Hello there,
Thank you so much for joining me for this reading of the next part of
The Blue Castle,
Which is a 1926 novel from Canadian author Lucy Maud Montgomery,
Who is best known for her book Anne of Green Gables.
So before we move further into the story here,
Let's just take a moment to take a nice big exhale.
Letting go of the day,
Letting go of whichever kind of baggage we might be bringing along with us,
Setting our tasks and thoughts aside.
The day is done now,
There's nowhere else that we've got to be,
Nothing else that we got to do.
We can just get comfortable,
Relax,
And listen to the next part of The Blue Castle.
When Cousin Stickles knocked at her door,
Valancy knew it was half past seven and she must get up.
As long as she could remember,
Cousin Stickles had knocked at her door at half past seven.
Cousin Stickles and Mrs Frederick Stirling had been up since seven,
But Valancy
Was allowed to lie abed half an hour longer because of a family tradition that she was delicate.
Valancy got up,
Though she hated getting up more this morning than ever she had before.
What was there to get up for?
Another dreary day,
Like all the days that had preceded it,
Full of meaningless little tasks,
Joyless and unimportant,
That benefited nobody.
But if she did not get up at once,
She would not be ready for breakfast at eight o'clock.
Hard and fast times for meals were the rule in Mrs Stirling's household.
Breakfast at eight,
Dinner at one,
Supper at six,
Year in and year out.
No excuses for being late were ever tolerated.
Tolerated.
So,
Up Valancy got,
Shivering.
The room was bitterly cold,
With the raw penetrating chill
Of a wet May morning.
The house would be cold all day.
It was one of Mrs Frederick's rules that
No fires were necessary after the 24th of May.
Meals were cooked on the little oil stove in the
Back porch,
And though May might be icy and October frost-bitten,
No fires were lighted
Until the 21st of October by the calendar.
On the 21st of October,
Mrs Frederick began
Cooking over the kitchen range and lighted a fire in the sitting room stove in the evenings.

» **INFORMATION SUPPLIED**:

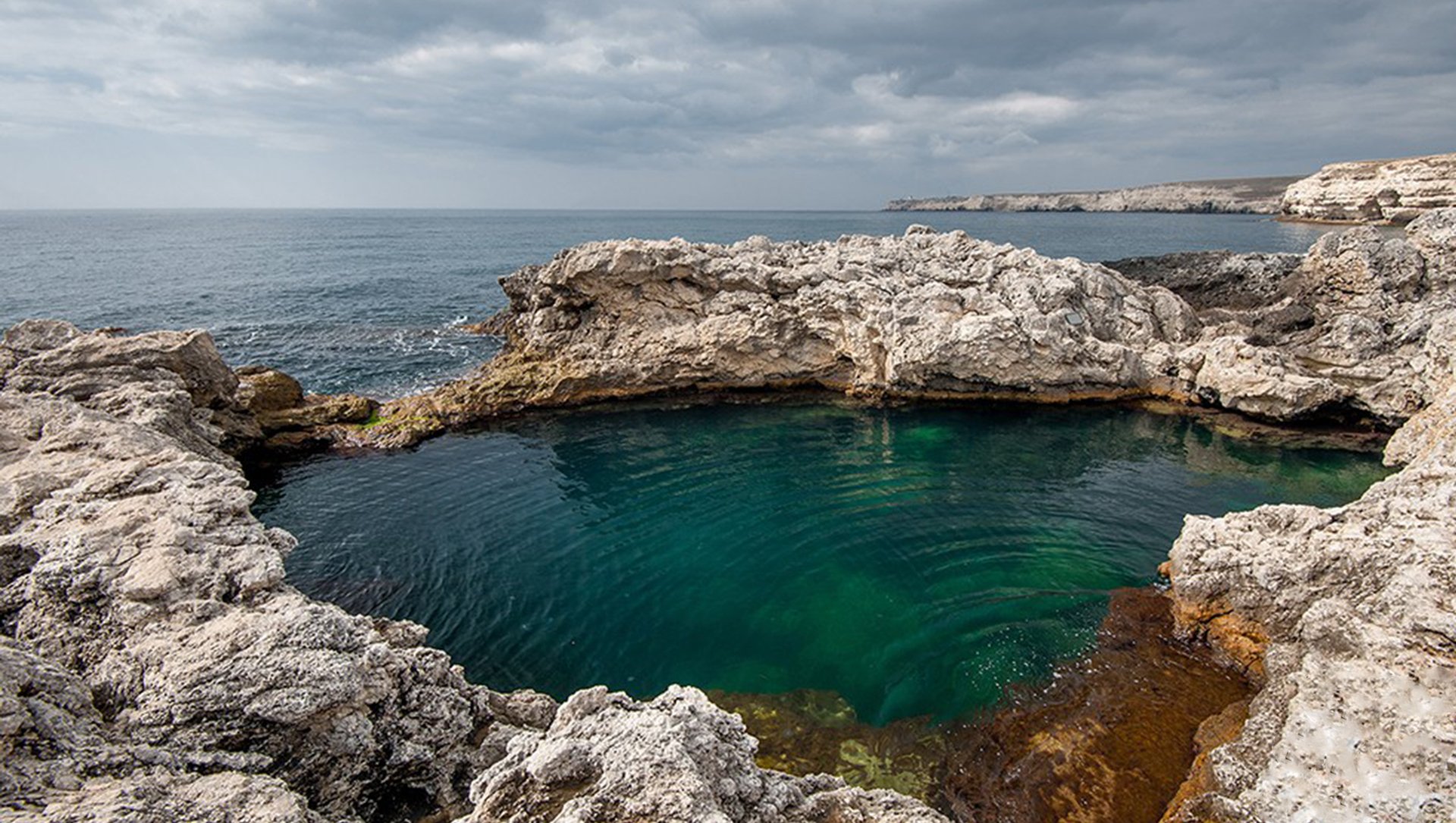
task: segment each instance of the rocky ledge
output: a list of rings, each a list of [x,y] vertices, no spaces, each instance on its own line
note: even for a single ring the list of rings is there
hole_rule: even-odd
[[[1331,163],[1294,182],[1278,213],[1324,223],[1404,224],[1456,205],[1456,154]]]
[[[230,454],[326,401],[261,374],[242,390],[198,331],[6,332],[6,820],[942,820],[757,768],[696,689],[498,693],[422,626],[304,597]]]
[[[1433,213],[1406,237],[1328,235],[1303,259],[1201,261],[1203,278],[1178,275],[1179,258],[1143,261],[1147,281],[920,226],[818,243],[587,243],[502,280],[495,360],[336,437],[400,446],[523,408],[791,386],[1166,398],[1390,430],[1434,399],[1424,339],[1456,302],[1452,237],[1456,211]],[[1238,286],[1204,294],[1227,277]]]
[[[1404,424],[1388,459],[1405,468],[1347,507],[1188,519],[1168,570],[1174,618],[1262,689],[1246,721],[1223,712],[1220,731],[1200,734],[1168,819],[1447,820],[1456,210],[1404,239],[1329,235],[1289,262],[1223,258],[1246,288],[1220,296],[1187,281],[1204,265],[1188,259],[1143,261],[1140,283],[925,229],[591,243],[505,281],[507,345],[478,374],[326,431],[409,443],[531,406],[778,386],[1160,396],[1278,421]],[[696,689],[651,702],[588,689],[559,706],[498,693],[424,647],[418,625],[301,596],[282,574],[294,540],[252,517],[232,454],[265,437],[268,412],[326,401],[261,374],[243,390],[204,332],[28,322],[6,334],[10,817],[942,820],[893,792],[760,769],[738,717]],[[293,425],[284,418],[277,431]]]
[[[1174,211],[1277,214],[1284,186],[1299,178],[1188,181],[1105,191],[976,194],[891,200],[885,211]]]

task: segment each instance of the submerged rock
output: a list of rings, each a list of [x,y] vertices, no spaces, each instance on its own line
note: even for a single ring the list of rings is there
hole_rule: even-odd
[[[760,769],[756,749],[743,720],[697,689],[642,704],[598,686],[562,704],[545,734],[510,743],[472,787],[469,820],[943,820],[890,791]]]
[[[1239,673],[1175,639],[1165,594],[1117,591],[1092,654],[951,733],[946,798],[962,820],[1155,823],[1198,736],[1207,749],[1222,741],[1206,720],[1248,692]]]
[[[1443,820],[1456,808],[1453,226],[1456,211],[1434,211],[1405,239],[1326,236],[1271,302],[1265,275],[1251,274],[1252,304],[1201,310],[1107,267],[920,227],[837,243],[590,243],[507,280],[507,348],[479,374],[390,403],[368,425],[331,425],[405,443],[518,408],[804,385],[1409,418],[1388,450],[1405,468],[1350,505],[1188,519],[1171,554],[1175,618],[1264,688],[1236,736],[1242,709],[1197,734],[1171,819]],[[252,517],[232,454],[262,440],[268,415],[281,415],[275,433],[314,412],[364,415],[349,403],[325,414],[261,376],[245,374],[242,390],[205,332],[7,332],[7,811],[941,820],[894,792],[761,769],[743,722],[696,689],[649,702],[590,689],[558,709],[467,683],[418,625],[293,590],[282,558],[294,540]],[[1127,747],[1120,722],[1063,731]],[[1059,739],[1032,749],[1010,757],[1022,776],[1056,778]],[[1111,778],[1077,785],[1083,806],[1121,791]]]

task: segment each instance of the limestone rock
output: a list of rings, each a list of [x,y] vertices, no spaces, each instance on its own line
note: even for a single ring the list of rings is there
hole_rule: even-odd
[[[0,734],[16,730],[12,749],[52,760],[25,766],[17,791],[70,808],[63,819],[114,795],[146,800],[149,820],[215,800],[221,811],[188,819],[223,820],[234,789],[253,798],[249,814],[281,810],[259,820],[462,803],[489,756],[478,739],[492,693],[422,647],[419,626],[351,616],[284,583],[293,537],[252,517],[253,494],[215,446],[211,411],[236,403],[234,387],[205,335],[151,332],[71,335],[20,360],[0,392],[0,626],[71,677],[0,655],[12,718]],[[50,704],[74,733],[3,698],[41,682],[58,683]],[[42,705],[22,704],[32,718]],[[25,743],[42,725],[79,743]],[[137,757],[116,746],[163,771],[134,779]],[[249,775],[197,779],[218,769]],[[82,797],[66,794],[70,775],[116,782]]]
[[[303,386],[277,369],[243,366],[237,370],[237,401],[255,415],[303,403]]]
[[[518,736],[480,775],[470,822],[945,820],[894,792],[760,769],[756,749],[743,720],[697,689],[671,686],[646,704],[587,689],[562,704],[545,734]]]
[[[1105,191],[977,194],[891,200],[885,211],[1176,211],[1275,214],[1284,186],[1299,178],[1232,178]]]
[[[1392,441],[1411,463],[1350,505],[1188,519],[1171,552],[1182,619],[1214,639],[1257,628],[1267,685],[1179,819],[1456,814],[1453,414],[1449,389]],[[1220,635],[1224,616],[1245,629]]]
[[[1456,205],[1456,154],[1331,163],[1284,192],[1280,213],[1300,220],[1409,223]]]
[[[636,728],[588,717],[597,692],[558,711],[545,695],[467,683],[422,645],[422,626],[287,586],[294,539],[253,519],[253,494],[217,446],[213,412],[242,406],[205,335],[31,323],[12,339],[0,390],[0,803],[17,819],[462,814],[478,775],[534,752],[550,727],[562,730],[558,755],[526,772],[550,787],[601,763],[622,792],[673,798],[696,785],[744,814],[780,797],[802,807],[763,819],[939,820],[898,795],[759,769],[743,724],[696,690],[654,704],[677,706],[670,722]],[[623,711],[654,717],[639,709]],[[646,752],[641,736],[657,736]],[[578,760],[575,737],[600,743],[593,759]]]
[[[820,243],[587,243],[502,287],[504,354],[387,403],[363,437],[409,441],[508,408],[703,386],[1059,401],[1174,390],[1175,348],[1198,332],[1165,288],[925,227]]]
[[[1109,261],[1124,275],[1162,286],[1198,312],[1257,309],[1278,300],[1280,287],[1303,255],[1178,252],[1153,258]]]

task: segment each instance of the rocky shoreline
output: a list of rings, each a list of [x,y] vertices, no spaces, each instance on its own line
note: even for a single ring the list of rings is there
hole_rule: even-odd
[[[1404,226],[1456,205],[1456,154],[1329,163],[1286,189],[1281,218]]]
[[[1280,195],[1299,178],[1188,181],[1105,191],[976,194],[891,200],[885,211],[1171,211],[1278,214]]]
[[[1396,430],[1334,510],[1190,517],[1172,616],[1261,689],[1169,820],[1440,820],[1456,776],[1456,210],[1299,261],[1142,281],[964,233],[588,243],[507,278],[505,348],[377,409],[242,379],[204,332],[28,322],[0,347],[0,807],[20,820],[943,820],[754,763],[692,688],[559,706],[425,629],[284,580],[234,454],[399,446],[489,415],[785,386],[882,401],[1152,398]],[[1293,265],[1290,265],[1293,264]],[[1131,268],[1130,265],[1125,268]],[[1158,283],[1165,283],[1159,286]],[[1251,297],[1254,294],[1255,297]],[[1235,731],[1236,730],[1236,731]],[[1210,733],[1211,734],[1211,733]]]

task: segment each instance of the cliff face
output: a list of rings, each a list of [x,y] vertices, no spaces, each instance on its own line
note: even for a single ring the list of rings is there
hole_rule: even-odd
[[[977,194],[891,200],[885,211],[1176,211],[1275,214],[1284,186],[1299,178],[1191,181],[1105,191]]]
[[[1299,220],[1396,223],[1456,205],[1456,154],[1331,163],[1284,192],[1278,211]]]
[[[1187,259],[1140,264],[1195,309],[1107,267],[922,229],[591,243],[507,281],[508,344],[480,374],[338,431],[402,441],[502,409],[804,383],[1409,418],[1388,449],[1405,468],[1347,507],[1188,519],[1171,552],[1175,616],[1264,688],[1169,814],[1449,819],[1456,210],[1405,239],[1332,233],[1291,262],[1224,258],[1252,302],[1188,283]],[[284,580],[293,537],[252,517],[230,453],[264,436],[250,408],[320,403],[249,377],[240,389],[202,332],[6,334],[0,804],[13,819],[942,820],[759,769],[741,721],[696,689],[651,702],[588,689],[561,706],[502,695],[425,648],[418,625],[309,600]]]
[[[240,399],[205,332],[6,332],[7,820],[942,820],[759,769],[696,689],[558,712],[466,682],[422,626],[304,597],[284,581],[294,539],[253,519],[229,453],[262,437],[245,401],[323,401],[258,376]]]
[[[1441,216],[1444,214],[1444,217]],[[502,354],[386,403],[361,443],[405,444],[501,411],[699,389],[882,398],[1160,396],[1273,421],[1393,427],[1431,399],[1424,329],[1456,303],[1450,214],[1408,237],[1329,235],[1302,261],[1230,256],[1197,296],[964,232],[732,246],[620,240],[502,281]],[[1166,267],[1163,267],[1166,268]],[[1149,271],[1143,267],[1144,275]],[[1169,275],[1171,277],[1171,275]]]

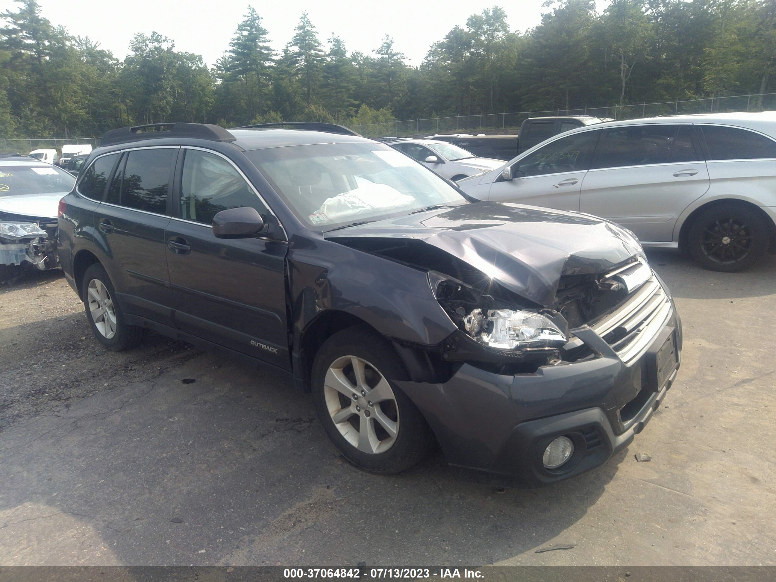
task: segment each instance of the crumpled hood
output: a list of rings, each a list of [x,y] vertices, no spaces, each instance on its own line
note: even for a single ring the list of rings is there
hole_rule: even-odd
[[[25,217],[57,218],[59,201],[67,192],[57,194],[27,194],[0,198],[0,213],[21,214]]]
[[[324,236],[420,240],[546,307],[552,306],[562,275],[601,272],[635,255],[643,256],[628,231],[604,219],[494,202],[429,210]]]

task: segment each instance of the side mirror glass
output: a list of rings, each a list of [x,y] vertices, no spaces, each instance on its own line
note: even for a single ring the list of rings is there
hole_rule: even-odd
[[[216,238],[250,238],[266,227],[255,208],[230,208],[213,217],[213,234]]]

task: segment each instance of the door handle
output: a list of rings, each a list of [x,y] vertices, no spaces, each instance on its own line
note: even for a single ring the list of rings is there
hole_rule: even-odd
[[[553,185],[556,188],[558,188],[559,186],[573,186],[577,182],[579,182],[579,180],[576,178],[569,178],[566,180],[561,180],[557,184],[553,184]]]
[[[168,241],[167,248],[176,255],[188,255],[192,250],[191,245],[186,244],[185,239],[180,237]]]

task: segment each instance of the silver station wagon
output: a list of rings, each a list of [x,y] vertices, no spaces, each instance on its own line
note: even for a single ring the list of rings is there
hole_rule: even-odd
[[[483,200],[580,210],[736,272],[776,253],[776,112],[654,117],[573,130],[462,180]]]

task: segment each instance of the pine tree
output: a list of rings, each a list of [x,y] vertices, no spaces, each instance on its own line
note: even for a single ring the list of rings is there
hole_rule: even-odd
[[[267,39],[268,31],[262,26],[262,17],[248,6],[244,19],[229,43],[227,61],[224,67],[227,80],[240,78],[248,95],[249,118],[264,113],[264,88],[273,63],[274,51]]]
[[[317,88],[320,82],[324,50],[307,11],[302,12],[295,29],[296,33],[291,39],[291,46],[296,48],[293,54],[294,61],[297,73],[303,79],[305,101],[309,106],[312,102],[313,90]]]

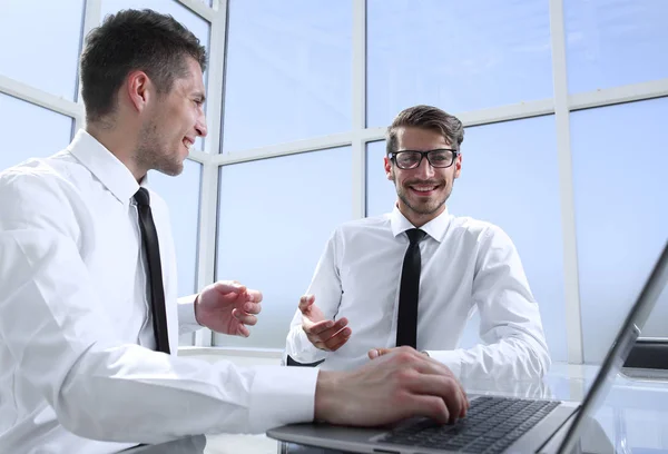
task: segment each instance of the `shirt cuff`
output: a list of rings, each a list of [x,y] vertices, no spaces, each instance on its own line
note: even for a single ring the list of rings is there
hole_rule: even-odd
[[[178,298],[178,332],[187,334],[202,328],[195,318],[195,295]]]
[[[313,421],[317,368],[261,366],[255,369],[249,414],[253,433]]]
[[[424,351],[426,354],[448,366],[452,375],[461,382],[462,359],[458,351]]]

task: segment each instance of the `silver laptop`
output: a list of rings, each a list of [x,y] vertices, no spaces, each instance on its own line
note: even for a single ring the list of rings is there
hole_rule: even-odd
[[[390,454],[571,453],[593,421],[640,329],[668,282],[668,243],[664,247],[636,304],[587,392],[582,403],[470,395],[465,418],[452,425],[414,418],[392,427],[357,428],[328,424],[291,424],[267,431],[267,436],[323,448]]]

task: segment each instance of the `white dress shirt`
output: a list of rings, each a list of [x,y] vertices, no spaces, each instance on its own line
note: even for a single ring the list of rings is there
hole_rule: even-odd
[[[350,369],[369,361],[371,348],[394,347],[405,230],[413,225],[391,214],[337,228],[321,257],[308,294],[325,317],[346,317],[352,335],[336,352],[315,348],[302,329],[299,310],[285,354],[301,363],[325,359],[323,369]],[[418,349],[445,364],[461,379],[488,375],[519,379],[542,376],[550,357],[538,304],[520,257],[499,227],[443,211],[422,226]],[[464,326],[480,310],[480,338],[458,348]]]
[[[149,349],[138,189],[82,130],[0,174],[0,453],[109,453],[313,420],[315,371]],[[191,302],[177,304],[168,211],[150,197],[176,353],[179,326],[198,325]]]

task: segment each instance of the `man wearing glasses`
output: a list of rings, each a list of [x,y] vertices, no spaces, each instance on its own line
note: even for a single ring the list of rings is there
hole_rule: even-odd
[[[448,211],[463,138],[461,121],[435,107],[396,116],[384,167],[397,201],[390,214],[334,231],[292,320],[288,363],[350,369],[407,345],[460,379],[548,371],[538,304],[511,239]],[[458,348],[475,309],[482,343]]]

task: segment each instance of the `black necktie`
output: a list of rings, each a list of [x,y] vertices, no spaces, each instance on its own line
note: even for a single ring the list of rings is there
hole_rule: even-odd
[[[420,241],[426,235],[412,228],[406,230],[411,244],[404,256],[399,289],[399,318],[396,323],[396,346],[410,345],[418,348],[418,297],[420,295]]]
[[[148,280],[150,286],[150,309],[156,335],[156,349],[169,354],[169,336],[167,335],[167,313],[165,310],[165,288],[163,287],[163,266],[160,264],[160,247],[158,233],[150,213],[148,190],[139,188],[135,194],[139,211],[139,228],[141,243],[148,264]]]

» **TASK INSTRUCTIONS**:
Write out the section of the Blue Castle reading that begins with the words "We can just" and ends with "half past seven.".

» **ANSWER TO THIS TASK**:
We can just get comfortable,
Relax,
And listen to the next part of The Blue Castle.
When Cousin Stickles knocked at her door,
Valancy knew it was half past seven and she must get up.
As long as she could remember,
Cousin Stickles had knocked at her door at half past seven.